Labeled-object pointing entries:

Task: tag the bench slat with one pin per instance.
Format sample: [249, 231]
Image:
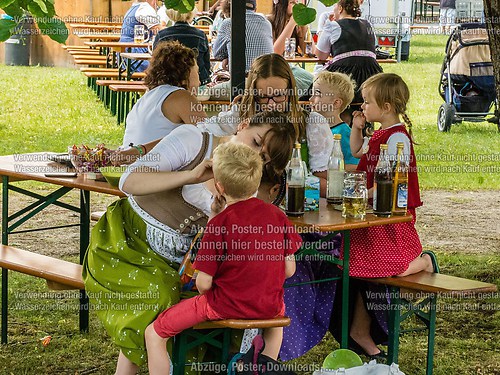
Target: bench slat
[438, 283]
[281, 321]
[45, 267]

EXERCISE DESCRIPTION: Rewrite the lines above with every "bench slat" swapped for "seat plank" and all other text left unchanged, omitting the pictures from your answer.

REPLY TO THE TASK:
Task: tag the seat plank with one pin per instance.
Format sample: [249, 231]
Image:
Target: seat plank
[438, 283]
[281, 321]
[45, 267]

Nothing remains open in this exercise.